:: Provided data
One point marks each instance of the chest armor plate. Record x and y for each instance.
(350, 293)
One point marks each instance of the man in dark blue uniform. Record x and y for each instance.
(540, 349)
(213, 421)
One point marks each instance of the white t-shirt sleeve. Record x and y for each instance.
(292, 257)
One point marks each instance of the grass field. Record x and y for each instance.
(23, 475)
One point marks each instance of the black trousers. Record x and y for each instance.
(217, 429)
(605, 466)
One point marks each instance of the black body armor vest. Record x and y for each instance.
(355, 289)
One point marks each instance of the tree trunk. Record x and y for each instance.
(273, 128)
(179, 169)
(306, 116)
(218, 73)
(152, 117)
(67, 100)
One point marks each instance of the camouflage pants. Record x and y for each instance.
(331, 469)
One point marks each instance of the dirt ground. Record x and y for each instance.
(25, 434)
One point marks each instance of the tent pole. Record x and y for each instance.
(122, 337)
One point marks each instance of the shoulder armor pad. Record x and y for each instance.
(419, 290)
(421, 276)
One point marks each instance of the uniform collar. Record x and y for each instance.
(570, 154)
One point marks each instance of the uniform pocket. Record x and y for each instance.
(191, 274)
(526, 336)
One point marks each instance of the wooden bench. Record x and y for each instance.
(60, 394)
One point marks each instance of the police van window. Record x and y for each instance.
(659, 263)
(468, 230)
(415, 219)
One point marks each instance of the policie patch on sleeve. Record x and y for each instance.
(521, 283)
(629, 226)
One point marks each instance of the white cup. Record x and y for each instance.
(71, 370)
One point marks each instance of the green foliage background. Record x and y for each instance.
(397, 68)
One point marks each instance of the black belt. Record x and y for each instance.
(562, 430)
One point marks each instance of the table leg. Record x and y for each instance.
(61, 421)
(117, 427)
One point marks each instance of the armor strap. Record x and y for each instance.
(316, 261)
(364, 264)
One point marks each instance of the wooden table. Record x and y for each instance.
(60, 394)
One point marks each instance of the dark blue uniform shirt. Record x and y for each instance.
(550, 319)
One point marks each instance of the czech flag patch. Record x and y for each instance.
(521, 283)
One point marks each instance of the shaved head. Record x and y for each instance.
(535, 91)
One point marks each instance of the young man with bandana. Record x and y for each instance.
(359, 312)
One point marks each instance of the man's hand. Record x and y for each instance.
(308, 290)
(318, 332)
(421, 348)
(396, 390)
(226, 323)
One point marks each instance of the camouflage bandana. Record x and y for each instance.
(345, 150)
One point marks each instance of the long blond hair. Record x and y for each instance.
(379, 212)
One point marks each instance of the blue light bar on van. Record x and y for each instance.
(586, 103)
::::
**Given task**
Copy every one of the records above word for word, with each line unchanged and in its original order.

**Full answer**
One point marks each instance of the chest armor plate. Record x and y for each instance.
(350, 293)
One point marks each instance of the man in dark blue uniform. Record x and y for each instance.
(540, 349)
(213, 421)
One point marks each instance of the white t-shirt sleeve. Record x and y for each instance.
(292, 257)
One point marks each instance of the grass field. Record x and y for each instance.
(23, 475)
One point marks each instance of the black trousers. Record x and y for each instance.
(217, 429)
(605, 466)
One point marks each instance of the black body armor vest. Record x and y for each instance.
(355, 289)
One point marks each instance of the tree trunk. Record x and y for each instance.
(273, 128)
(179, 169)
(306, 116)
(218, 73)
(152, 117)
(67, 100)
One point marks each instance of the camouflage pants. Record x and y for each instance.
(331, 469)
One point marks each instance of the dirt ground. Record x and y for each instance.
(25, 434)
One point marks each instance of the tent pole. Record x and y for each instance.
(122, 337)
One point marks each instance of the shoulder armor pad. Record x and y for each instance.
(419, 290)
(421, 276)
One point marks each instance of the uniform collar. Record x and y for each instance.
(570, 154)
One point marks each instance of the uniform pocket. Record x and y for each instance.
(191, 274)
(526, 336)
One point marks each instance of the wooden bench. Record x and y for each instance.
(60, 394)
One point marks each instance of the police van window. Record x and y for each instance.
(659, 263)
(468, 230)
(415, 219)
One point marks each instance of the policie patch on sleeve. Record x and y for each instance.
(521, 283)
(629, 226)
One point marks each instance of the white cup. Record x and y for each instance.
(71, 370)
One point marks each instance of the green foliage background. Record x and y for each instance.
(397, 68)
One point marks each instance of the black belt. Record x and y for each instance.
(562, 430)
One point marks each instance of the table leg. Record x and y for each instance.
(61, 421)
(117, 427)
One point marks each instance of the armor strap. Record x and y for each instance.
(316, 261)
(364, 264)
One point marks each instance of the wooden table. Record x and y for each instance.
(60, 394)
One point marks each instance of the dark blue uniform shirt. Record x and y for each instance.
(550, 319)
One point marks each instance of the czech flag patch. Record x and y for each instance.
(521, 283)
One point marks each instance of the shaved head. Record x and y for each instance.
(535, 91)
One point marks each instance of the young man with bandana. Record x and y for each instance.
(359, 312)
One point marks each instance of the man's hand. Record x and y for each instance.
(308, 290)
(318, 332)
(421, 348)
(396, 390)
(226, 323)
One point marks each instance of the camouflage bandana. Record x and y for each instance.
(345, 150)
One point marks each instance of the long blond hair. Record x and y for each instance.
(379, 212)
One point marks each instance of the blue light bar on van. Record x and y for each instance.
(586, 103)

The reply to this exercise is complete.